— Start of Text section —

Contrary to what some politicians are arguing, US emission reduction goals for 2025 cannot be achieved without nuclear power and shale gas, argues Geoffrey Styles, Managing Director of independent US-based consultancy GSW Strategy Group. Recent official revisions from the Environmental Protection Agency (EPA) on estimated methane leaks from gas production and use do not negate the benefits of gas in recducing emssions, he adds.
In a recent lead editorial, the Washington Post took presidential candidate Bernie Sanders to task for his attacks on nuclear power and natural gas. The Post focused its critique on greenhouse gas emissions and the emissions trade-offs involved in substituting one form of energy for another. That speaks directly to one of the main reasons that Mr. Sanders’ argument resonates with his supporters, but it ignores an even more basic problem. The energy contribution from shale and nuclear power is so large that if our goal is a reliable, low-emission energy mix that meets the future energy needs of the US economy, we simply cannot get there without them, at least not in any reasonable timeframe.
The pie chart below shows the current sources of US electricity in terms of the energy they generate, rather than their rated capacity. This is an important distinction, because the renewable electricity technologies that have been growing so rapidly–wind and solar–are variable and/or cyclical, generating only a fraction of their rated output over the course of any week, month, or year.

— End of Text section —
— Start of Dataset rows —

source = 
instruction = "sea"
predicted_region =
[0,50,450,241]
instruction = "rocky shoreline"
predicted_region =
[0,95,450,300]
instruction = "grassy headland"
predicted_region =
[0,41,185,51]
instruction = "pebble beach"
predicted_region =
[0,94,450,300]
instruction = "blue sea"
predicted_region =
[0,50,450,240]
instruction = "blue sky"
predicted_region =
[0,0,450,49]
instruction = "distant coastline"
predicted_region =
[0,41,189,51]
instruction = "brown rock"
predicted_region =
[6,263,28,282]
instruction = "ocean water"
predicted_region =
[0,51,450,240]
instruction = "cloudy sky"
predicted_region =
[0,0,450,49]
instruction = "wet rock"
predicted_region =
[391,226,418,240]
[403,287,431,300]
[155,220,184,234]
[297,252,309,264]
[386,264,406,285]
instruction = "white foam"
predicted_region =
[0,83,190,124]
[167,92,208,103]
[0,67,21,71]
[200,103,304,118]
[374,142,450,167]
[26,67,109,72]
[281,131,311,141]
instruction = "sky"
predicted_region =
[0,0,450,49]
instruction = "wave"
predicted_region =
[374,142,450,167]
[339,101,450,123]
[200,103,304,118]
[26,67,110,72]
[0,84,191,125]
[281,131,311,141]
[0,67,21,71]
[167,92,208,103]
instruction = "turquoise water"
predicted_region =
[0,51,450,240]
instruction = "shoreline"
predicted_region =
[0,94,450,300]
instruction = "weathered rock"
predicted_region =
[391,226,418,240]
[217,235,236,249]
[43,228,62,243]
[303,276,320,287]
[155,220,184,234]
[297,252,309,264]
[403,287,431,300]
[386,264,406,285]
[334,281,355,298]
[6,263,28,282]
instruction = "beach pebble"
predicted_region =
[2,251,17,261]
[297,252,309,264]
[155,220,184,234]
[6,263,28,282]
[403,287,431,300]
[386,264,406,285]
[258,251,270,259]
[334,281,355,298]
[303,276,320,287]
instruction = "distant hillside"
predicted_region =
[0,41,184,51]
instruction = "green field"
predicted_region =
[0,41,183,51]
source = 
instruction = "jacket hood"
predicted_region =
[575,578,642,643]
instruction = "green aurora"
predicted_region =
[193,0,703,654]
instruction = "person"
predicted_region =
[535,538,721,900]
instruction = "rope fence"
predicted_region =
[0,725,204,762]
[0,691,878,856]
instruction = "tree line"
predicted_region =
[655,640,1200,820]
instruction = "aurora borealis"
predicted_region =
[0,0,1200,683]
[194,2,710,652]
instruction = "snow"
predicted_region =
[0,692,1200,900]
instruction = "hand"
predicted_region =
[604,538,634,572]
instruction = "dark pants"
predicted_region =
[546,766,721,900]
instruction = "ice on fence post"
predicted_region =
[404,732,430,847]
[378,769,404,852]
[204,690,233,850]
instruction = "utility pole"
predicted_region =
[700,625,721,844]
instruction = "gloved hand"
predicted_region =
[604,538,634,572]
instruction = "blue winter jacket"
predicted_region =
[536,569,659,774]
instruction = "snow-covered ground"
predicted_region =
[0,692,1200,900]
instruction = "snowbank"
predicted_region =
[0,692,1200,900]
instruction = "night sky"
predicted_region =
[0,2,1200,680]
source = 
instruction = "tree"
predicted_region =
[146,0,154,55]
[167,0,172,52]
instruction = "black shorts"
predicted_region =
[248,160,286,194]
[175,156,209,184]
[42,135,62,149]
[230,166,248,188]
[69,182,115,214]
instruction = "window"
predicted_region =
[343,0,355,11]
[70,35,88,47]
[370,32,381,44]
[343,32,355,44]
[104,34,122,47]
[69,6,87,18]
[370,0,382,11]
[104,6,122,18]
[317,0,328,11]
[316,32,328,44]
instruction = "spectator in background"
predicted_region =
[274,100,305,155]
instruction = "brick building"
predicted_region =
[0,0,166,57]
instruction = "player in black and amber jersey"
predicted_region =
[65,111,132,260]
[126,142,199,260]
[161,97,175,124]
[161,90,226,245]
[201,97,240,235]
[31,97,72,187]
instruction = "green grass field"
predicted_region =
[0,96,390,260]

— End of Dataset rows —

# Jobs
- A) Pick out each line in the records that contains the string "tree" and copy those lines.
- B) Carry on the text about nuclear power, shale gas and US emission goals from the point where it stops.

# Set of answers
- A)
instruction = "tree line"
instruction = "tree"

- B)
For example, replacing the output of a 2,000 megawatt (MW) nuclear power plant such as the Indian Point facility just north of New York City would require, not 2,000 MW of wind and solar power, but between 7,600 MW and 9,400 MW, based on the applicable capacity factors for such installations. Now scale that up to the whole country. With 99 nuclear reactors in operation, rated at a combined 98,700 MW, it would take at least 375,000 MW of new wind and solar power to displace them. As the Post’s editorial points out, money spent replacing already zero-emission energy is money not spent replacing high-emitting sources.
Fracking has transformed the US energy industry so dramatically that it is very hard to gauge the consequences of a national ban on it, even if such a policy could be enacted
At the rates at which wind and solar capacity were added last year, that build-out would require 24 years. That’s in addition to the 36 years it would take to replace the current contribution of coal-fired power generation. It also ignores the fact that intermittent renewables require either expensive energy storage or fast-reacting backup generation to provide 24/7 reliability.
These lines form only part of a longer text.